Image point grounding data
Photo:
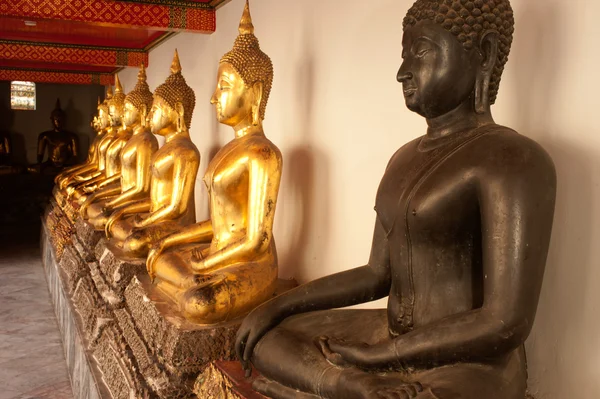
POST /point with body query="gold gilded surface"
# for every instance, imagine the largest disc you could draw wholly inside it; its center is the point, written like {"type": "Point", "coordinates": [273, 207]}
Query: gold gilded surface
{"type": "Point", "coordinates": [99, 123]}
{"type": "Point", "coordinates": [221, 268]}
{"type": "Point", "coordinates": [109, 162]}
{"type": "Point", "coordinates": [171, 204]}
{"type": "Point", "coordinates": [131, 180]}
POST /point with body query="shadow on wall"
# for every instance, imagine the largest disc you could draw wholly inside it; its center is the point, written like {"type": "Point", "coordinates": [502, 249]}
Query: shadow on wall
{"type": "Point", "coordinates": [557, 352]}
{"type": "Point", "coordinates": [301, 164]}
{"type": "Point", "coordinates": [7, 123]}
{"type": "Point", "coordinates": [73, 123]}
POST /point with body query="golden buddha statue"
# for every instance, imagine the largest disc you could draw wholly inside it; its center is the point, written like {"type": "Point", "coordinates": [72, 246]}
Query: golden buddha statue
{"type": "Point", "coordinates": [132, 182]}
{"type": "Point", "coordinates": [171, 204]}
{"type": "Point", "coordinates": [222, 268]}
{"type": "Point", "coordinates": [69, 176]}
{"type": "Point", "coordinates": [110, 149]}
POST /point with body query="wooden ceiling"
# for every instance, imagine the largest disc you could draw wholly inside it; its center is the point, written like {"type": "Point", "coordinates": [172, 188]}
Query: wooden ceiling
{"type": "Point", "coordinates": [87, 41]}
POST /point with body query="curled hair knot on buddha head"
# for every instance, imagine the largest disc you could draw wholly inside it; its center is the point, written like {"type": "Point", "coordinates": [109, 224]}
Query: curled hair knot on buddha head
{"type": "Point", "coordinates": [104, 104]}
{"type": "Point", "coordinates": [469, 20]}
{"type": "Point", "coordinates": [176, 90]}
{"type": "Point", "coordinates": [141, 94]}
{"type": "Point", "coordinates": [249, 61]}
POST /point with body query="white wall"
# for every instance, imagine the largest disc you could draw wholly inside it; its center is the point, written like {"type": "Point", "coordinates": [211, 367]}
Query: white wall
{"type": "Point", "coordinates": [337, 114]}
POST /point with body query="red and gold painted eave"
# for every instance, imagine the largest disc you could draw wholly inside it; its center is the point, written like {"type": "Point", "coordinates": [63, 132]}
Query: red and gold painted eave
{"type": "Point", "coordinates": [87, 41]}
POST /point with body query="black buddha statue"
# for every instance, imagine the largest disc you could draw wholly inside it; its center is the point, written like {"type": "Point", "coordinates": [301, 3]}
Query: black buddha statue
{"type": "Point", "coordinates": [464, 216]}
{"type": "Point", "coordinates": [60, 145]}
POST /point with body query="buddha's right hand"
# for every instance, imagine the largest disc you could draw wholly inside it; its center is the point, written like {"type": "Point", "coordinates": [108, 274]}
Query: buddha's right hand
{"type": "Point", "coordinates": [111, 220]}
{"type": "Point", "coordinates": [259, 322]}
{"type": "Point", "coordinates": [155, 251]}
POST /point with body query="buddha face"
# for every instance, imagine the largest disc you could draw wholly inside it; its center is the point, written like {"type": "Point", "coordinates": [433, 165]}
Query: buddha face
{"type": "Point", "coordinates": [163, 118]}
{"type": "Point", "coordinates": [131, 114]}
{"type": "Point", "coordinates": [116, 113]}
{"type": "Point", "coordinates": [57, 122]}
{"type": "Point", "coordinates": [232, 99]}
{"type": "Point", "coordinates": [437, 74]}
{"type": "Point", "coordinates": [103, 119]}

## Exercise:
Without including any pictures, repeat the records above exactly.

## Solution:
Photo:
POST /point with body query="gold gilded surface"
# for every instance, imagine the largest disc you could draw wholly inside it; its center is the point, written like {"type": "Point", "coordinates": [273, 207]}
Query: gold gilded surface
{"type": "Point", "coordinates": [99, 123]}
{"type": "Point", "coordinates": [221, 268]}
{"type": "Point", "coordinates": [109, 162]}
{"type": "Point", "coordinates": [171, 204]}
{"type": "Point", "coordinates": [131, 180]}
POST /point with body query="shadow on wall"
# for every instance, imagine the largest disc you could draw wholly inside it; its center is the point, written like {"type": "Point", "coordinates": [502, 249]}
Query: shadow on wall
{"type": "Point", "coordinates": [557, 352]}
{"type": "Point", "coordinates": [301, 164]}
{"type": "Point", "coordinates": [7, 123]}
{"type": "Point", "coordinates": [73, 123]}
POST /point with body query="golden buddha statue"
# for every instance, imagine the largest disc you could draw wholly inside it; its center is the point, written like {"type": "Point", "coordinates": [72, 246]}
Query: golden buddha statue
{"type": "Point", "coordinates": [132, 182]}
{"type": "Point", "coordinates": [171, 204]}
{"type": "Point", "coordinates": [222, 268]}
{"type": "Point", "coordinates": [69, 176]}
{"type": "Point", "coordinates": [110, 149]}
POST /point with body query="wooden ceiling"
# for every instance, imagine the largest disc you could draw wholly inside it; its center is the point, written like {"type": "Point", "coordinates": [172, 188]}
Query: wooden ceiling
{"type": "Point", "coordinates": [87, 41]}
POST /point with body query="curled hair knot on buddha head"
# for every instance, imagine the largest disc you could draw wholly inside it; its center is the point, written like {"type": "Point", "coordinates": [109, 224]}
Query: curled hair knot on buddha head
{"type": "Point", "coordinates": [104, 104]}
{"type": "Point", "coordinates": [469, 20]}
{"type": "Point", "coordinates": [176, 90]}
{"type": "Point", "coordinates": [141, 94]}
{"type": "Point", "coordinates": [249, 61]}
POST /point with body query="white wall"
# for every instance, imagine the largest disc you could draw wholly inside it; its center is the point, written like {"type": "Point", "coordinates": [211, 367]}
Query: white wall
{"type": "Point", "coordinates": [337, 114]}
POST /point with body query="red and gold painted eave"
# for every instance, imagine the largest disc you could draw wholly inside it; its center is the point, written like {"type": "Point", "coordinates": [63, 132]}
Query: red and gold painted eave
{"type": "Point", "coordinates": [87, 41]}
POST /point with body query="black buddha statue"
# for every instance, imagine the largest disc you could draw wholly inside it; its center is the point, written like {"type": "Point", "coordinates": [301, 3]}
Query: black buddha statue
{"type": "Point", "coordinates": [464, 216]}
{"type": "Point", "coordinates": [60, 145]}
POST /point with body query="buddha's right hand"
# for every instance, imagine the largest disc you could draw wholly inside it; its center is the point, written like {"type": "Point", "coordinates": [108, 274]}
Query: buddha's right hand
{"type": "Point", "coordinates": [111, 220]}
{"type": "Point", "coordinates": [259, 322]}
{"type": "Point", "coordinates": [155, 251]}
POST /point with body query="buddha face"
# for every instance, imagine the largest disc you could draw wholly inside it; its center is the point, written like {"type": "Point", "coordinates": [433, 165]}
Query: buddha face
{"type": "Point", "coordinates": [163, 118]}
{"type": "Point", "coordinates": [131, 114]}
{"type": "Point", "coordinates": [116, 113]}
{"type": "Point", "coordinates": [57, 122]}
{"type": "Point", "coordinates": [232, 99]}
{"type": "Point", "coordinates": [437, 74]}
{"type": "Point", "coordinates": [103, 119]}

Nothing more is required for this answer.